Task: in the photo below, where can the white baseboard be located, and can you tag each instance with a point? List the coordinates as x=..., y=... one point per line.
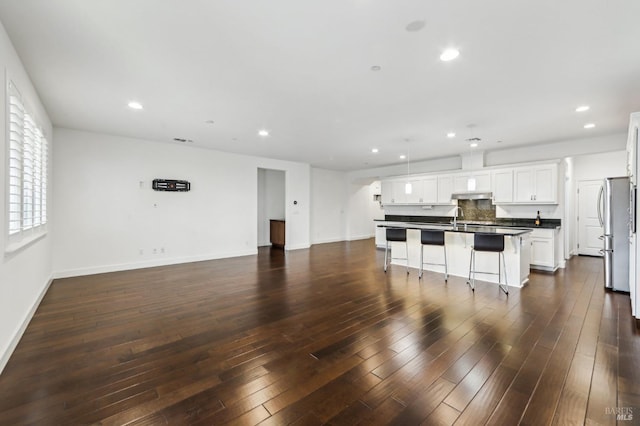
x=327, y=240
x=296, y=246
x=4, y=358
x=148, y=264
x=360, y=237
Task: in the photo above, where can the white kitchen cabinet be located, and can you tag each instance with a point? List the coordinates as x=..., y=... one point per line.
x=387, y=192
x=543, y=249
x=381, y=236
x=445, y=189
x=536, y=184
x=502, y=186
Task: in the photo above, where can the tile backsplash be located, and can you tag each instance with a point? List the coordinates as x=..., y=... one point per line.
x=482, y=210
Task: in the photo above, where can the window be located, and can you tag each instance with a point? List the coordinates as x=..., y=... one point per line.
x=27, y=172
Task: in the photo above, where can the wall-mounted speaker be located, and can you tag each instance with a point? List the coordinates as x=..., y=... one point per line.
x=171, y=185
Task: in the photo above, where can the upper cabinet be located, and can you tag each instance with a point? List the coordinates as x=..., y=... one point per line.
x=536, y=184
x=430, y=190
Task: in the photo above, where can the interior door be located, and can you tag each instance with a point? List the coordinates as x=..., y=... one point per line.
x=589, y=229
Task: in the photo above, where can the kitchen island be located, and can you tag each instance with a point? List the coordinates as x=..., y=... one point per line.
x=458, y=242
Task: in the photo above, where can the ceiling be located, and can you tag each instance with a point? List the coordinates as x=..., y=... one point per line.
x=303, y=70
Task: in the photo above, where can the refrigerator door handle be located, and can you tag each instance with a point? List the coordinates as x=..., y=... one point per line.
x=632, y=209
x=600, y=198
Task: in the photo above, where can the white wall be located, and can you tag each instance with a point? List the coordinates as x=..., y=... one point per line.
x=271, y=202
x=362, y=210
x=592, y=167
x=110, y=219
x=557, y=150
x=24, y=274
x=329, y=205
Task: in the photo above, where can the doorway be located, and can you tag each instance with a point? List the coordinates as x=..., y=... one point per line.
x=589, y=228
x=271, y=202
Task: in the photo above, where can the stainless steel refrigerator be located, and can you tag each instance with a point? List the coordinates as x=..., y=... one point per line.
x=613, y=212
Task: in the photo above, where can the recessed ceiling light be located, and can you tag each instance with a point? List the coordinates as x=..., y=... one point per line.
x=415, y=26
x=449, y=55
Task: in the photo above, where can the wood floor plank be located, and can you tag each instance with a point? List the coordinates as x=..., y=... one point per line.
x=323, y=336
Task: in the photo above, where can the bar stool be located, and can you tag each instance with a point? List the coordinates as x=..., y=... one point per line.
x=488, y=243
x=432, y=237
x=396, y=235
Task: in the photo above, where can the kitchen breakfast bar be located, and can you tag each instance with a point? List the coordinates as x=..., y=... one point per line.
x=459, y=239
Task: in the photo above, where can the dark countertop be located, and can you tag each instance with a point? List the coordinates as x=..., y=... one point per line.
x=465, y=228
x=502, y=222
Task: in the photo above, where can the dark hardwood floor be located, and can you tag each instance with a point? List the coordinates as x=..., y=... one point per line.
x=324, y=336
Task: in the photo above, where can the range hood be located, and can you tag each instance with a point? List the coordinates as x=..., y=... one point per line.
x=472, y=195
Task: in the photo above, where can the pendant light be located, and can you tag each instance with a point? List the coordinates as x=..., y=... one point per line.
x=471, y=181
x=408, y=188
x=473, y=142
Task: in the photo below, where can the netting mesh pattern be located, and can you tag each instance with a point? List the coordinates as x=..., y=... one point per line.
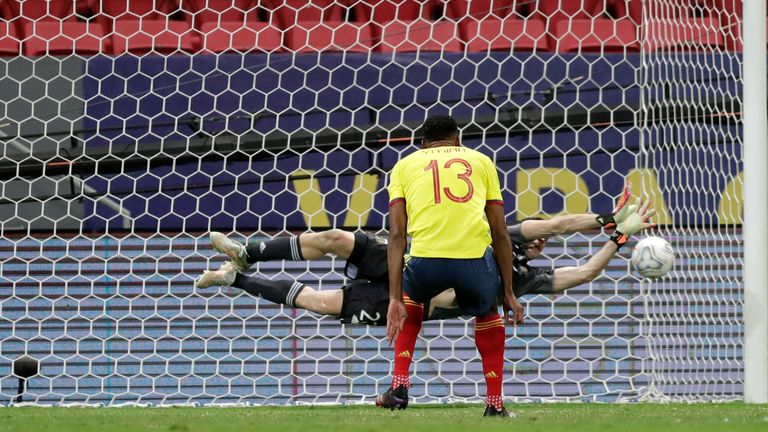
x=264, y=119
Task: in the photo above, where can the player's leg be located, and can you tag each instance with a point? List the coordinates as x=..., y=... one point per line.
x=334, y=241
x=291, y=293
x=478, y=284
x=306, y=246
x=325, y=302
x=421, y=279
x=489, y=340
x=397, y=394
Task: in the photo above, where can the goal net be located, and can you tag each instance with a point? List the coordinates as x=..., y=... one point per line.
x=691, y=122
x=132, y=129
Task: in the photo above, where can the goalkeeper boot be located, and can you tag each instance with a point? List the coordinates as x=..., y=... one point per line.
x=224, y=276
x=393, y=398
x=491, y=411
x=234, y=250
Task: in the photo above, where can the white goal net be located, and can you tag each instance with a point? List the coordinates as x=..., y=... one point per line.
x=132, y=129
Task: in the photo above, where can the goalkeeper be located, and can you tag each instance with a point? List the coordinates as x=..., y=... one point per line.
x=365, y=298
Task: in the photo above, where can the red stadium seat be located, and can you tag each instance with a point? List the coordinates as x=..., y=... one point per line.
x=239, y=36
x=290, y=12
x=214, y=11
x=508, y=34
x=419, y=35
x=479, y=9
x=557, y=10
x=329, y=36
x=161, y=36
x=384, y=11
x=596, y=35
x=688, y=32
x=133, y=9
x=627, y=8
x=64, y=38
x=32, y=10
x=9, y=39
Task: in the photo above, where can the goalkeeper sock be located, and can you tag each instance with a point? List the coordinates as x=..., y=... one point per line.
x=619, y=238
x=287, y=248
x=280, y=291
x=606, y=220
x=406, y=343
x=489, y=339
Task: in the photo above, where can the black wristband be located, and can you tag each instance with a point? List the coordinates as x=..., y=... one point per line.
x=606, y=220
x=619, y=238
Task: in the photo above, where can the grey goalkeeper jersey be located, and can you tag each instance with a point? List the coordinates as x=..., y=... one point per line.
x=526, y=279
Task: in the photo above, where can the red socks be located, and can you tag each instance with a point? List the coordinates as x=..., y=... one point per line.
x=489, y=339
x=406, y=342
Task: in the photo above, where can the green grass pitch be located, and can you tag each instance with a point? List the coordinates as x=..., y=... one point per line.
x=641, y=417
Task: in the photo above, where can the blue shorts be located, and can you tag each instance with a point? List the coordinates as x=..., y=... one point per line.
x=476, y=281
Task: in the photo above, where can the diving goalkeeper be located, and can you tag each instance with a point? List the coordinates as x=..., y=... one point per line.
x=364, y=298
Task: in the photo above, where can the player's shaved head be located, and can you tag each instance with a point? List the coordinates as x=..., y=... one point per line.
x=439, y=128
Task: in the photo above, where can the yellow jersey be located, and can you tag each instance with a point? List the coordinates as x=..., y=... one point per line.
x=445, y=191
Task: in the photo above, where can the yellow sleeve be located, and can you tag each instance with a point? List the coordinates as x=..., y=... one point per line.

* [Task to carry out]: Update all the items above by swapping every "tag each instance with a point" for "mark each one with a point", keeping everything else the same. Leave the pictures out of your answer.

* [Answer]:
Task: in the photo below, where can the white baseboard be located, and can you mark each one with a point? List the coordinates as x=..., y=... one point per line.
x=327, y=240
x=296, y=246
x=4, y=358
x=148, y=264
x=360, y=237
Task: in the photo above, where can the white kitchen cabinet be located, and can you mark each one with a point? List the coordinates as x=..., y=... one point per line.
x=387, y=192
x=543, y=249
x=381, y=236
x=445, y=189
x=536, y=184
x=502, y=186
Task: in the photo above, where can the tile backsplash be located, and can you mark each one with a point? List the coordinates as x=..., y=... one point per line.
x=482, y=210
Task: in the photo above, where can the window be located, and can you mark each one with a point? List the coordinates as x=..., y=... one point per line.
x=27, y=172
Task: in the photo above, where can the wall-mounted speaker be located, and can you mark each one with a point? List the coordinates as x=..., y=... one point per line.
x=171, y=185
Task: in the photo above, where can the upper cabinet be located, and can you mark each one with a point? List the coordinates as x=..., y=... one point per line.
x=536, y=184
x=430, y=190
Task: in the photo above, where can the interior door be located, and can you mark each one with a point? List the coordinates as x=..., y=... one point per line.
x=589, y=229
Task: in the photo above, where can the kitchen island be located, and can you mark each one with a point? List the coordinates as x=..., y=... one point per line.
x=458, y=242
Task: in the photo above, where can the ceiling be located, and can you mark each one with a point? List the coordinates as x=..., y=... one point per line.
x=303, y=70
Task: in the photo above, where can the refrigerator door handle be located, and can you mark each one with a point? List the coordinates as x=..., y=... one point per line.
x=632, y=209
x=600, y=198
Task: in the photo above, where can the white wall be located, and can you mark each one with a point? List the coordinates as x=..., y=... one point per line.
x=271, y=202
x=362, y=210
x=592, y=167
x=110, y=219
x=557, y=150
x=24, y=274
x=329, y=205
Task: in the photo above, where can the doorway be located, and can you mark each one with a point? List the coordinates as x=..., y=... one point per line.
x=589, y=228
x=271, y=202
Task: in the photo above, where can the stainless steel refrigerator be located, and can you mark each one with a point? List the coordinates as x=..., y=... one point per line.
x=613, y=212
Task: in the photo above, where can the recessed ceiling light be located, and can you mark each one with a point? List the coordinates as x=..., y=... one point per line.
x=415, y=26
x=449, y=55
Task: in the photo above, where can the wood floor plank be located, and can you mark each one with a point? List the coordinates as x=..., y=... one point per line.
x=323, y=336
Task: in the photo above, where can the bar stool be located, and can you mark each one with a point? List the coordinates as x=..., y=... one point per line.
x=488, y=243
x=432, y=237
x=396, y=235
Task: in the photo above, where can the kitchen breakfast bar be located, and can you mark each one with a point? List the coordinates as x=..., y=... one point per line.
x=459, y=239
Task: in the photo above, where can the dark countertop be located, and can you mark each one with a point? List the coordinates as x=..., y=... one point per line.
x=465, y=228
x=502, y=222
Task: in the photo above, where can the dark hardwood floor be located, and can you mark each one with a point? List the coordinates as x=..., y=... one point per line.
x=324, y=336
Task: in the photo above, where can the range hood be located, and can you mark each one with a point? List the coordinates as x=..., y=... one point per line.
x=472, y=195
Task: in the photo above, where can the pendant light be located, and can you mark each one with a point? List the coordinates as x=..., y=... one point per line.
x=471, y=181
x=408, y=188
x=473, y=142
Task: in the photo below, where can the netting mesh pattern be located, and can you mark each one with a point? List the coordinates as x=..., y=... one point per line.
x=264, y=119
Task: in the photo above, where can the player's leg be located, and can you mark each one with a point? List the coordinates as x=..., y=... one point per line.
x=334, y=241
x=291, y=293
x=478, y=284
x=306, y=246
x=325, y=302
x=421, y=279
x=489, y=340
x=397, y=394
Task: in the photo above, where can the goal net be located, and can you mark each one with a point? List the coordinates as x=..., y=... one point per line.
x=691, y=122
x=132, y=129
Task: in the photo above, where can the goalkeeper boot be located, and can you mark each one with a point? List the coordinates as x=..., y=... one point per line.
x=224, y=276
x=393, y=398
x=491, y=411
x=234, y=250
Task: in the photo above, where can the white goal net be located, and can you mark each one with a point? List the coordinates as x=..., y=... one point per line.
x=132, y=129
Task: in the photo above, where can the goalkeeper be located, and can you mark each one with a point? List the coordinates as x=..., y=... one point per line.
x=365, y=298
Task: in the photo above, where can the red stadium seat be located, and can you mark each one with a point? List the coordinates as x=..., y=... one point per line.
x=239, y=36
x=290, y=12
x=214, y=11
x=508, y=34
x=419, y=35
x=479, y=9
x=557, y=10
x=329, y=36
x=161, y=36
x=384, y=11
x=596, y=35
x=688, y=32
x=133, y=9
x=627, y=8
x=64, y=38
x=32, y=10
x=9, y=39
Task: in the photo above, where can the goalkeeper sock be located, and can you mark each one with a point? List the coordinates as x=..., y=... one point per line.
x=619, y=238
x=287, y=248
x=280, y=291
x=606, y=220
x=406, y=343
x=489, y=339
Task: in the photo above, where can the black wristband be located, and can you mark each one with a point? List the coordinates as x=..., y=... one point per line.
x=606, y=220
x=619, y=238
Task: in the photo above, where can the grey goalkeeper jersey be located, and can you mark each one with a point? List the coordinates as x=..., y=... one point per line.
x=526, y=279
Task: in the photo above, where can the red socks be located, and can you mark each one with a point? List the coordinates as x=..., y=... one point per line.
x=489, y=339
x=406, y=342
Task: in the photo above, where can the green grass pitch be located, and can you mark each one with a point? List the coordinates as x=..., y=... one point per line.
x=641, y=417
Task: in the photo above, where can the blue shorts be located, and can you mark each one with a point? List the coordinates as x=..., y=... one point per line.
x=476, y=281
Task: in the photo above, where can the diving goalkeeper be located, and can you mark each one with a point? List the coordinates as x=..., y=... one point per line.
x=364, y=298
Task: in the photo above, where can the player's shaved head be located, and can you mark each one with a point? List the coordinates as x=..., y=... one point per line.
x=439, y=128
Task: in the photo above, where can the yellow jersey be located, and can you mark each one with a point? List the coordinates as x=..., y=... one point per line.
x=445, y=191
Task: in the photo above, where can the yellow sleeve be located, and can you mark each one with a point? List the coordinates as x=..., y=... one point per line.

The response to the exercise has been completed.